**JOB**: In the records below, locate the line containing "of the wooden", then extract it and all following lines exactly, ending with the last line.

**RECORDS SUPPLIED**:
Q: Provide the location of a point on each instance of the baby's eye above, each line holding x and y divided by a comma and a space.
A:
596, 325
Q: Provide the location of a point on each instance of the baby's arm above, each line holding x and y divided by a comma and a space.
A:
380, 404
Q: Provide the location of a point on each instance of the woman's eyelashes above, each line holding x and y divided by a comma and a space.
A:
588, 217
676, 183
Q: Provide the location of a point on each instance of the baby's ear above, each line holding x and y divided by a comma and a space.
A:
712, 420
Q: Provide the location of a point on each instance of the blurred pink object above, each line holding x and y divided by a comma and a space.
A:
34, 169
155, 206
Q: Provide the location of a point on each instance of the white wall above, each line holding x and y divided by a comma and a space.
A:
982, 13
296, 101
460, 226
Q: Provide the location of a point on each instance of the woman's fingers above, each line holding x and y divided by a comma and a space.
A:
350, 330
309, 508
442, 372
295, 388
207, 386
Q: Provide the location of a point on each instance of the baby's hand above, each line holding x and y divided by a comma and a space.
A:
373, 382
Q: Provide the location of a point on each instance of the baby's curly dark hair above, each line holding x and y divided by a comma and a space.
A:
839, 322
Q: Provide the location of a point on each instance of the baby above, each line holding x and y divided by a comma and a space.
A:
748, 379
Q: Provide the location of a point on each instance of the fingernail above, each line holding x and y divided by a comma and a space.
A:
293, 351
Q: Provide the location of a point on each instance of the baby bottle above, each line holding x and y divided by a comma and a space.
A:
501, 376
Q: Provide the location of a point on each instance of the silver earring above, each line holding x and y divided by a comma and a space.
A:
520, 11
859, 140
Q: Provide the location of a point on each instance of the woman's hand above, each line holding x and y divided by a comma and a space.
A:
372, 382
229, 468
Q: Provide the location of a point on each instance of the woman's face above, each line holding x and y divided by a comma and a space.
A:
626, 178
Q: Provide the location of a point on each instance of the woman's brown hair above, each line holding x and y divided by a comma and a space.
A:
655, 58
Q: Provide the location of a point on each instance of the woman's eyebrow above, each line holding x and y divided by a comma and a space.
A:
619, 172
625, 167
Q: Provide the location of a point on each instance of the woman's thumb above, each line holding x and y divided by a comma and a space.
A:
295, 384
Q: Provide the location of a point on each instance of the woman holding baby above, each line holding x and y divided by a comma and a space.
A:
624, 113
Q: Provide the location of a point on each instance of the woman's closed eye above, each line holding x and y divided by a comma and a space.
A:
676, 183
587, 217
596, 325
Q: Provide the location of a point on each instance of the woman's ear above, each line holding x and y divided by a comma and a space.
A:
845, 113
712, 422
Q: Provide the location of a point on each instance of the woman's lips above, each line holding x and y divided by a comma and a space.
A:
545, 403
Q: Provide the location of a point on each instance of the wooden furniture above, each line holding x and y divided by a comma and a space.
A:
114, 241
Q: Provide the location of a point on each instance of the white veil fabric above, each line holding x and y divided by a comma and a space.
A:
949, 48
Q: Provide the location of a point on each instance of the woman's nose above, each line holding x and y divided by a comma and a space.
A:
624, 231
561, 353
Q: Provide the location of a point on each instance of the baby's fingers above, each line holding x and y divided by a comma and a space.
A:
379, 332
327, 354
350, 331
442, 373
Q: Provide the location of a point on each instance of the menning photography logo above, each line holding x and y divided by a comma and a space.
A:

**SOLUTION TO THIS EXERCISE**:
Q: Provide the location of a point on each instance of the wooden furniture above, each line holding x and y divided by a comma and a space.
A:
114, 241
Q: Provide the location of a point on each instance of the white veil fabric above, each line holding x and y divided by a comma and a space.
A:
949, 48
Q: Provide the location of a point on each instance of the woman's nose above, each line holding x and y divided by a comma and a space.
A:
624, 231
561, 353
Q: Provide the location of a point on each instance of the baby's fingers above, each line holding x and y divided by a comma and a space.
A:
379, 332
327, 354
350, 331
442, 373
Q: Provide the location of a point on each instance of the menning photography logo above, each line holding x and y divided by a comma and a space.
A:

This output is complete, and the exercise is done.